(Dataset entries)
────

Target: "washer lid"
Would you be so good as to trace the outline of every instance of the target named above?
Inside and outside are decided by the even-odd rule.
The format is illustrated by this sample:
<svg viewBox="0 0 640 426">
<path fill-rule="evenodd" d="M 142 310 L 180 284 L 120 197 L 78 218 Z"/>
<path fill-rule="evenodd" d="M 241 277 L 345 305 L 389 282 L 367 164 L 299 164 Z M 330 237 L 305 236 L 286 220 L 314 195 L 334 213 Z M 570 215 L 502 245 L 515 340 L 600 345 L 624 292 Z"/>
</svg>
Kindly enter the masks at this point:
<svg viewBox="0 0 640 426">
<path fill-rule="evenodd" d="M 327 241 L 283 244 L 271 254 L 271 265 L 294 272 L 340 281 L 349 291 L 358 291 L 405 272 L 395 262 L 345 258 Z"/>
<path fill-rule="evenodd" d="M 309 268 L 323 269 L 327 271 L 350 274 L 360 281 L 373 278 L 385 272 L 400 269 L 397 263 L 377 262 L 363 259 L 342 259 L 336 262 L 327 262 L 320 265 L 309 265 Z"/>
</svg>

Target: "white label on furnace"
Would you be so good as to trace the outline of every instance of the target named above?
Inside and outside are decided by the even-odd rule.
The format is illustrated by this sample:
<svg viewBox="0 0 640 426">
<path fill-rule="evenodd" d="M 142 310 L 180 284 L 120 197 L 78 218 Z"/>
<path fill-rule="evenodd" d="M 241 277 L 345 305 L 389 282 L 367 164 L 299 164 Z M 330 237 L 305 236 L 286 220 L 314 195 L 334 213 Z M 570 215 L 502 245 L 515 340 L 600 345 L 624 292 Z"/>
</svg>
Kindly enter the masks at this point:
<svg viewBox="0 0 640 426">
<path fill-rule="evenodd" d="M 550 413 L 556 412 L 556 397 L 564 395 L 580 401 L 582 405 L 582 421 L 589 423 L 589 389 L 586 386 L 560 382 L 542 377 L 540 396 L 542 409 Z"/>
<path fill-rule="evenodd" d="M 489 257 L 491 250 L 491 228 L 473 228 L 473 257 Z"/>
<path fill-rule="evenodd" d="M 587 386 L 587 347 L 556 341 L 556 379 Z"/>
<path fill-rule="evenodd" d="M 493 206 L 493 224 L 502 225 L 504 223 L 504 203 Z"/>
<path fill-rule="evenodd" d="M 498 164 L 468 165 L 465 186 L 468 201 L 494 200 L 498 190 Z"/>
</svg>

────

*THE TASK*
The data above, all of it, needs to be output exactly as written.

*RESPONSE TO THIS EXERCISE*
Target: "washer lid"
Would you be so good as to trace the outline of every instance of the target named above?
Inside and outside are decided by the even-odd rule.
The format is illustrated by this sample:
<svg viewBox="0 0 640 426">
<path fill-rule="evenodd" d="M 142 310 L 180 284 L 120 197 L 78 218 Z"/>
<path fill-rule="evenodd" d="M 241 277 L 345 305 L 389 282 L 367 164 L 299 164 Z M 330 237 L 305 236 L 286 220 L 314 195 L 334 213 Z M 570 215 L 502 245 L 515 340 L 600 345 L 624 292 Z"/>
</svg>
Kindly enter the masks at this point:
<svg viewBox="0 0 640 426">
<path fill-rule="evenodd" d="M 327 241 L 283 244 L 271 254 L 271 265 L 294 272 L 340 281 L 349 291 L 358 291 L 405 272 L 395 262 L 345 258 Z"/>
<path fill-rule="evenodd" d="M 309 268 L 323 269 L 327 271 L 350 274 L 360 281 L 373 278 L 385 272 L 400 269 L 397 263 L 377 262 L 363 259 L 342 259 L 336 262 L 327 262 L 320 265 L 309 265 Z"/>
</svg>

Target: "white label on furnace"
Would you be so good as to trace the outline of every instance of the target named above?
Inside and outside are decided by the even-odd rule.
The format is illustrated by this sample:
<svg viewBox="0 0 640 426">
<path fill-rule="evenodd" d="M 142 310 L 180 284 L 120 197 L 78 218 Z"/>
<path fill-rule="evenodd" d="M 241 277 L 345 305 L 389 282 L 367 164 L 299 164 Z M 330 237 L 305 236 L 286 220 L 314 195 L 334 213 Z M 570 215 L 502 245 L 515 340 L 600 345 L 624 292 Z"/>
</svg>
Kindly enter the masks at this point:
<svg viewBox="0 0 640 426">
<path fill-rule="evenodd" d="M 550 413 L 556 412 L 556 397 L 564 395 L 580 401 L 582 405 L 582 421 L 589 423 L 589 389 L 586 386 L 560 382 L 542 377 L 540 396 L 542 409 Z"/>
<path fill-rule="evenodd" d="M 489 257 L 491 250 L 491 228 L 473 228 L 473 257 Z"/>
<path fill-rule="evenodd" d="M 587 386 L 587 347 L 556 341 L 556 379 Z"/>
<path fill-rule="evenodd" d="M 493 206 L 493 224 L 502 225 L 504 223 L 504 203 Z"/>
<path fill-rule="evenodd" d="M 498 164 L 468 165 L 465 186 L 468 201 L 494 200 L 498 190 Z"/>
</svg>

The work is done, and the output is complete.